:: OBJETIVO DEL EJERCICIO ::
Convierte todos estos datos en un CSV de dos columnas, «entrada» y «salida», con una fila por cada texto: el texto va en «entrada» y su respuesta en «salida». Pon cada uno en un solo campo entre comillas y cambia los saltos de línea por espacios.

:: DATOS MOSTRADOS ::
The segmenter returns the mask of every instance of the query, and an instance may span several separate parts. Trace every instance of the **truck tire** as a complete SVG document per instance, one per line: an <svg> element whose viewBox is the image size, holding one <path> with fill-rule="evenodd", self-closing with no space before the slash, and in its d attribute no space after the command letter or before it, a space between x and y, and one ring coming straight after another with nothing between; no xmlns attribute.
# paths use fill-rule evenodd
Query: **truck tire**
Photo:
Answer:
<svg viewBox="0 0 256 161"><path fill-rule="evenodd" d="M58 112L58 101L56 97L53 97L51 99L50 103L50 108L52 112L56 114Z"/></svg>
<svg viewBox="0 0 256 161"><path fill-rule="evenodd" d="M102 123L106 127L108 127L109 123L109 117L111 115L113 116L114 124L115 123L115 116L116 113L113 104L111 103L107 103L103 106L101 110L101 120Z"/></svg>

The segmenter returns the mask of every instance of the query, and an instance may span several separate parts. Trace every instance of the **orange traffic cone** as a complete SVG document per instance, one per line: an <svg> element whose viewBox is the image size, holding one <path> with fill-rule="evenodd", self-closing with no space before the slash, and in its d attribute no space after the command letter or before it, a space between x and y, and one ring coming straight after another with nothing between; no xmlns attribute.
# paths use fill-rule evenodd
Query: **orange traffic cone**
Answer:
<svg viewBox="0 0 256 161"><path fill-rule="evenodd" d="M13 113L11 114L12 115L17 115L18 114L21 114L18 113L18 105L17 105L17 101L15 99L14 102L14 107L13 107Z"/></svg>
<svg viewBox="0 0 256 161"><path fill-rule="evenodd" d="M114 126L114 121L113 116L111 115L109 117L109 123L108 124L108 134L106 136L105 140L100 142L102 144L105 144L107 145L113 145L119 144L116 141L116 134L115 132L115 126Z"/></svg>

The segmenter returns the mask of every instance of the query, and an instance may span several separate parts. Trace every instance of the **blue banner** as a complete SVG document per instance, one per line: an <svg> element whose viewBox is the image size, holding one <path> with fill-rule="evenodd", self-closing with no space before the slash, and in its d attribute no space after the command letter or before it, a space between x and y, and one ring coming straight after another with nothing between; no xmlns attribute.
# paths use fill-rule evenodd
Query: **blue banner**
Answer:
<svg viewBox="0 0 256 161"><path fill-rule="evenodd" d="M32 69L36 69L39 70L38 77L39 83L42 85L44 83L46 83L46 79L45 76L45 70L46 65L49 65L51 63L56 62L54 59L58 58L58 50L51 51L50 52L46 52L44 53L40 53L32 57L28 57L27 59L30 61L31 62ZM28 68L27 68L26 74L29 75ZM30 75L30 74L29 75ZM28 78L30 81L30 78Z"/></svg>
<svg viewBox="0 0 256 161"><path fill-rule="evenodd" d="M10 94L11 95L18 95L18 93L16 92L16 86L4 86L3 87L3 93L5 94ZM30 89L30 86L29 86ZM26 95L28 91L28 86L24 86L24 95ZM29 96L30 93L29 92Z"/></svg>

:: RESPUESTA DEL EJERCICIO ::
entrada,salida
"The segmenter returns the mask of every instance of the query, and an instance may span several separate parts. Trace every instance of the **truck tire** as a complete SVG document per instance, one per line: an <svg> element whose viewBox is the image size, holding one <path> with fill-rule=""evenodd"", self-closing with no space before the slash, and in its d attribute no space after the command letter or before it, a space between x and y, and one ring coming straight after another with nothing between; no xmlns attribute. # paths use fill-rule evenodd Query: **truck tire** Photo: Answer:","<svg viewBox=""0 0 256 161""><path fill-rule=""evenodd"" d=""M58 112L58 101L56 97L53 97L51 99L50 103L50 108L52 112L56 114Z""/></svg> <svg viewBox=""0 0 256 161""><path fill-rule=""evenodd"" d=""M102 123L106 127L108 127L109 123L109 117L111 115L113 116L114 124L115 123L115 116L116 113L113 104L111 103L107 103L103 106L101 110L101 120Z""/></svg>"
"The segmenter returns the mask of every instance of the query, and an instance may span several separate parts. Trace every instance of the **orange traffic cone** as a complete SVG document per instance, one per line: an <svg> element whose viewBox is the image size, holding one <path> with fill-rule=""evenodd"", self-closing with no space before the slash, and in its d attribute no space after the command letter or before it, a space between x and y, and one ring coming straight after another with nothing between; no xmlns attribute. # paths use fill-rule evenodd Query: **orange traffic cone** Answer:","<svg viewBox=""0 0 256 161""><path fill-rule=""evenodd"" d=""M13 113L11 114L12 115L17 115L18 114L21 114L18 113L18 105L17 105L17 101L15 99L14 102L14 107L13 107Z""/></svg> <svg viewBox=""0 0 256 161""><path fill-rule=""evenodd"" d=""M114 126L114 121L113 116L111 115L109 117L109 123L108 124L108 134L106 136L105 140L100 142L102 144L105 144L107 145L113 145L119 144L116 141L116 134L115 132L115 126Z""/></svg>"
"The segmenter returns the mask of every instance of the query, and an instance may span several separate parts. Trace every instance of the **blue banner** as a complete SVG document per instance, one per line: an <svg> element whose viewBox is the image size, holding one <path> with fill-rule=""evenodd"", self-closing with no space before the slash, and in its d attribute no space after the command letter or before it, a space between x and y, and one ring coming straight after another with nothing between; no xmlns attribute. # paths use fill-rule evenodd Query: **blue banner** Answer:","<svg viewBox=""0 0 256 161""><path fill-rule=""evenodd"" d=""M32 69L36 69L39 70L38 77L39 83L42 85L44 83L46 83L46 79L45 76L45 70L46 65L49 65L51 63L56 62L54 59L58 58L58 50L51 51L50 52L46 52L44 53L40 53L32 57L28 57L27 59L30 61L31 62ZM28 68L27 68L26 74L29 75ZM30 75L30 74L29 75ZM28 78L30 81L30 78Z""/></svg> <svg viewBox=""0 0 256 161""><path fill-rule=""evenodd"" d=""M10 94L11 95L18 95L18 93L16 92L16 86L4 86L3 87L3 93L5 94ZM30 89L30 86L29 86ZM26 95L28 91L28 86L24 86L24 95ZM29 96L30 93L29 92Z""/></svg>"